→ Task details
Using "feather" as the search string, find the matching lines below and copy them.

* * * *

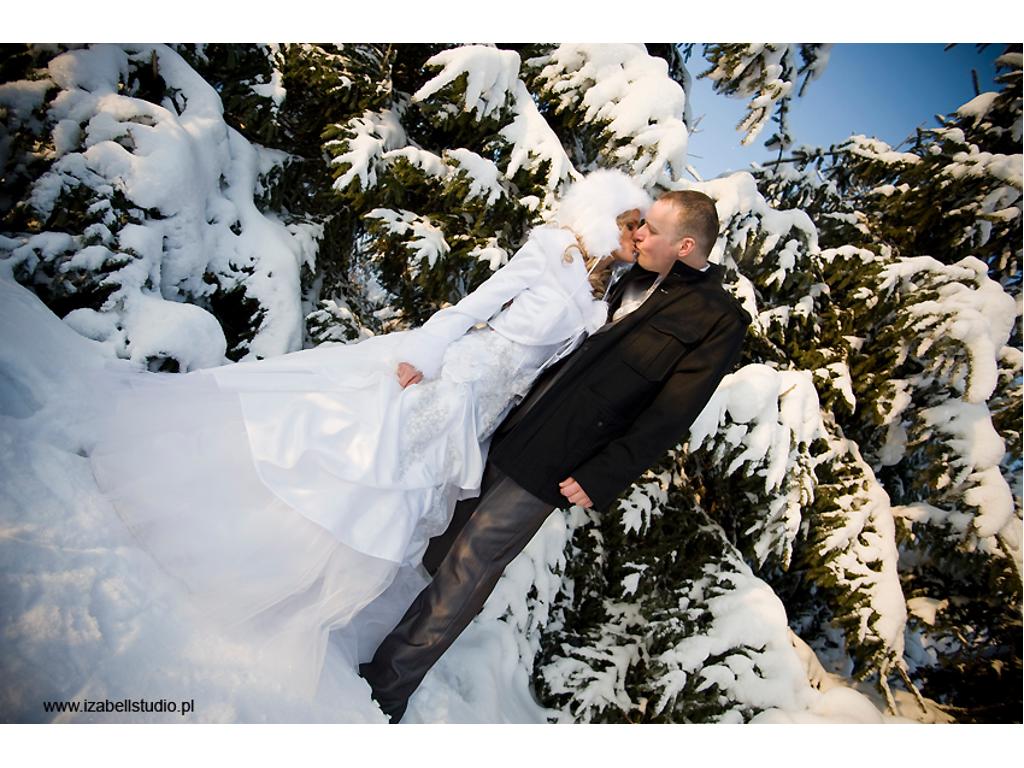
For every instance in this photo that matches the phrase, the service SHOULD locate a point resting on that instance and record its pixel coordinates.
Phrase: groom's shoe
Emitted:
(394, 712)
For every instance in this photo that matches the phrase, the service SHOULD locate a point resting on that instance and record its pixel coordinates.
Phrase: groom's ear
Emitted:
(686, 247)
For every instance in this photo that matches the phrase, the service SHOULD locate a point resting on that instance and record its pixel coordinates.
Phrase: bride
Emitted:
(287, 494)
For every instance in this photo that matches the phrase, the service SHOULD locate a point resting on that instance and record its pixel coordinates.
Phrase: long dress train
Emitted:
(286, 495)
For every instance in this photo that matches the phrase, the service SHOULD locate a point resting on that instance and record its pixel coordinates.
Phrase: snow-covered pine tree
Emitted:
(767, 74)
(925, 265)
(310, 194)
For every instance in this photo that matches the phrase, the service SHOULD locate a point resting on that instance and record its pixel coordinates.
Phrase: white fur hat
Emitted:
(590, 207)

* * * *

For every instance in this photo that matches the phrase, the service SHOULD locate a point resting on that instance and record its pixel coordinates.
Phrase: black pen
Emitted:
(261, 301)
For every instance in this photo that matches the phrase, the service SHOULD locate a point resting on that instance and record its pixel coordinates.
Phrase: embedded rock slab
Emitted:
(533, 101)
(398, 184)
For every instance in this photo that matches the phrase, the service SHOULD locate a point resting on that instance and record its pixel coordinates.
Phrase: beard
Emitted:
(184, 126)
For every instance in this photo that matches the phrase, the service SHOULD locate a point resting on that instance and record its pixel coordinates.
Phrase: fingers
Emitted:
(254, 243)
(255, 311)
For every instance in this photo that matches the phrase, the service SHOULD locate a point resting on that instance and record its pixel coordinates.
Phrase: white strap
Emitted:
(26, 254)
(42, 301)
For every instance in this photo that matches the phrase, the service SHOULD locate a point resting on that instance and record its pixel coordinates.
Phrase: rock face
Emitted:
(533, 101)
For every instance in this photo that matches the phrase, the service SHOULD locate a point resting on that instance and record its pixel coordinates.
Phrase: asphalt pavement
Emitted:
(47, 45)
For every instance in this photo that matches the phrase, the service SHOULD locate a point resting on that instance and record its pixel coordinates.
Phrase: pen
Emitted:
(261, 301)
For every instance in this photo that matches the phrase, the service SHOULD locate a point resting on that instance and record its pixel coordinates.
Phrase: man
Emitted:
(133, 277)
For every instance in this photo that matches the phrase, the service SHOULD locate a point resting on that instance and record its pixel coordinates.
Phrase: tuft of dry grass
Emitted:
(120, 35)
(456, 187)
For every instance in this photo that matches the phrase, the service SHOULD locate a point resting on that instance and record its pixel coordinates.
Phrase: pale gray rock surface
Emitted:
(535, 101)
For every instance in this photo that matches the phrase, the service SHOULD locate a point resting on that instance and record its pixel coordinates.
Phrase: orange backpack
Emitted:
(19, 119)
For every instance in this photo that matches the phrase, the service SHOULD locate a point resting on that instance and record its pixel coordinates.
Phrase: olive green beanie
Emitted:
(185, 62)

* * * *

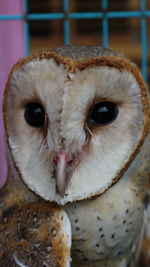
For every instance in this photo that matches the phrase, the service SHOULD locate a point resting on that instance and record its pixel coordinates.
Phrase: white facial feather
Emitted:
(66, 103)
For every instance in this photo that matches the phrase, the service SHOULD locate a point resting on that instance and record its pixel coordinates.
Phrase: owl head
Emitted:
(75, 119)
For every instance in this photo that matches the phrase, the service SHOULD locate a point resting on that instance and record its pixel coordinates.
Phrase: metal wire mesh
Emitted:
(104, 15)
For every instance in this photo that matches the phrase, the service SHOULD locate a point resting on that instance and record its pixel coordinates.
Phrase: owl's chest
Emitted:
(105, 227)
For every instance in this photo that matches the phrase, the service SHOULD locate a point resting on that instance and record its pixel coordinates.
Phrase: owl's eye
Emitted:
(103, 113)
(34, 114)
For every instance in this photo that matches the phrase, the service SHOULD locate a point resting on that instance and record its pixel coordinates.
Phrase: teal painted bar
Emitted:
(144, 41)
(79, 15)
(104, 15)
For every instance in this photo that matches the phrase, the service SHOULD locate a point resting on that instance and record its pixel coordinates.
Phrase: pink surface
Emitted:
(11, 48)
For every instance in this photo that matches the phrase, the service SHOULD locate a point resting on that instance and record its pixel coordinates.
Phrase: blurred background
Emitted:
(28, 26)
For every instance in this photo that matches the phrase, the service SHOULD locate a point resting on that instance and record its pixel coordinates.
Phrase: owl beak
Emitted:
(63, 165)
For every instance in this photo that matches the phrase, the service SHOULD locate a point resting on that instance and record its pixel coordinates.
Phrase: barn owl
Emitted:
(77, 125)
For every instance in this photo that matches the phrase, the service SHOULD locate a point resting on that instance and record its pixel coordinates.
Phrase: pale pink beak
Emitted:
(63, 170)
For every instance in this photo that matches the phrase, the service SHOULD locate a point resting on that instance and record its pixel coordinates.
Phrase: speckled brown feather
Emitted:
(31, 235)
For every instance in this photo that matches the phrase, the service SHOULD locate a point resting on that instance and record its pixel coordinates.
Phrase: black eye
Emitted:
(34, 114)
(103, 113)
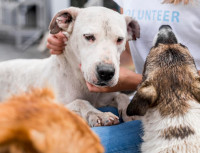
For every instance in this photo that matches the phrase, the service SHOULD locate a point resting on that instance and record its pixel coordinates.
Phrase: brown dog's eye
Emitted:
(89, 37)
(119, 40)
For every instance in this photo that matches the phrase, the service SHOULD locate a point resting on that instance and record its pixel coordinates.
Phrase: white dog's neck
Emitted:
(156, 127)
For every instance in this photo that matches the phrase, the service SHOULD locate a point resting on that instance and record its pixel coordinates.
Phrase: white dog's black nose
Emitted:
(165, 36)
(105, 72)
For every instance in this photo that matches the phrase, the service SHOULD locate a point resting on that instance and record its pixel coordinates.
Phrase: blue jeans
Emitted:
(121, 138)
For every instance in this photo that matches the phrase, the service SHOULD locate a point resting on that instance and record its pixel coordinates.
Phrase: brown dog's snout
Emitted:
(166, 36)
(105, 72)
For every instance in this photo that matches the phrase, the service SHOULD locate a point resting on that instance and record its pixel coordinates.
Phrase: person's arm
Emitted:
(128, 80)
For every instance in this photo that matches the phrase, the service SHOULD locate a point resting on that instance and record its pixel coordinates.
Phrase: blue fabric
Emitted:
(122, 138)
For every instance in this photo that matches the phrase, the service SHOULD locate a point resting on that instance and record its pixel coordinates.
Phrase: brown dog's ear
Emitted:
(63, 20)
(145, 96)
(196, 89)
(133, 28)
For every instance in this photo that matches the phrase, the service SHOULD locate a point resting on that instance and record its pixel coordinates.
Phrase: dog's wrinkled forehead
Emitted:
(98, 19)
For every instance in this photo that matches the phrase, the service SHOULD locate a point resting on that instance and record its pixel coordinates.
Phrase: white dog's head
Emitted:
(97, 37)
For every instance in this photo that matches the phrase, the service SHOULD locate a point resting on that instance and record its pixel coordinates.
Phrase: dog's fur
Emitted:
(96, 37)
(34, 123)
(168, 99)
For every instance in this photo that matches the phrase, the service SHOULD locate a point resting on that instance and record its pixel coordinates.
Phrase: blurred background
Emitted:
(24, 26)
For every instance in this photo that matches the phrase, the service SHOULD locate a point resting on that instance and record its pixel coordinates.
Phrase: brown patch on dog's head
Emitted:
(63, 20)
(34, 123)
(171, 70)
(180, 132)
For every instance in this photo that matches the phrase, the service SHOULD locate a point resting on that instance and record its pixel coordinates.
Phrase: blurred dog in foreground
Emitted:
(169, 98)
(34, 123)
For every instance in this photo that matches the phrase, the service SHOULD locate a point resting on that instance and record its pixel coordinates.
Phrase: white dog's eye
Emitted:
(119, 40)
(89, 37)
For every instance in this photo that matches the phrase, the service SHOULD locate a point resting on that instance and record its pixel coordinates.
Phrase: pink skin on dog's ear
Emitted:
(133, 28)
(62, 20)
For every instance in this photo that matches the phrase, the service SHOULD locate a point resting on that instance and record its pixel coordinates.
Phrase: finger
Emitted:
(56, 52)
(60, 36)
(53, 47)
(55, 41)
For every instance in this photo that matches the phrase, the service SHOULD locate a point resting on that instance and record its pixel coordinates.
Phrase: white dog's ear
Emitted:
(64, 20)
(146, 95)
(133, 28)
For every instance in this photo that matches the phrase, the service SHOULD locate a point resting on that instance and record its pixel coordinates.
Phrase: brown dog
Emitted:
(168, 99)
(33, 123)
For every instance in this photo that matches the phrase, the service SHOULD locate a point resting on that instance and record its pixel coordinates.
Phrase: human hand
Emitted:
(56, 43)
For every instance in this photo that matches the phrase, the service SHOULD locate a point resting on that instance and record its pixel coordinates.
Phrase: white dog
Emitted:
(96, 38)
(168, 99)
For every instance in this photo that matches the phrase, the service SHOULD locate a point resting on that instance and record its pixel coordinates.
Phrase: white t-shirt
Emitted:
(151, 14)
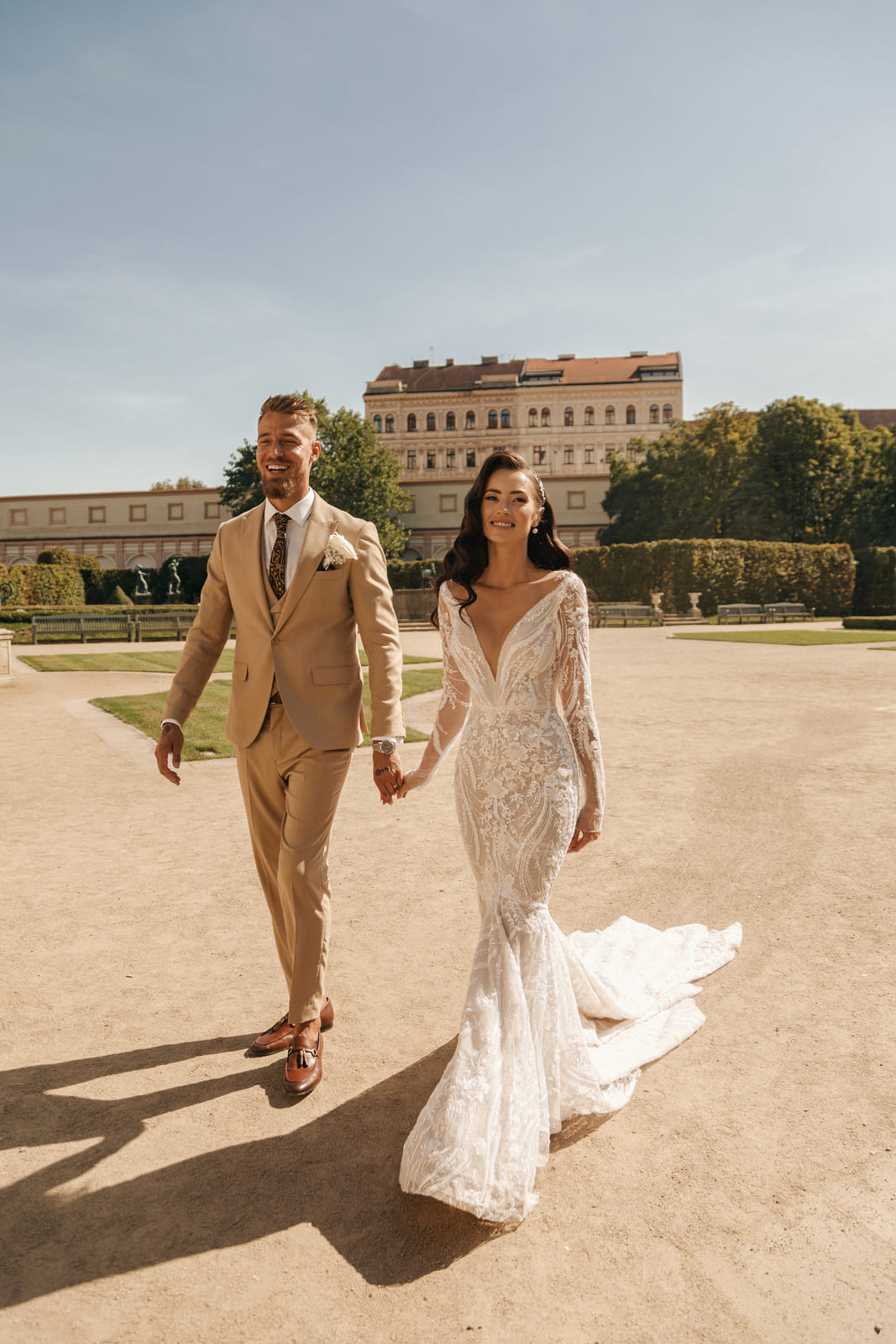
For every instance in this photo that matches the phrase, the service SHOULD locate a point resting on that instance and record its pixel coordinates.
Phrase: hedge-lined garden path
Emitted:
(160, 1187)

* * * *

→ Result of the exercise
Phrase: white facial feather
Phrase: speckled brown feather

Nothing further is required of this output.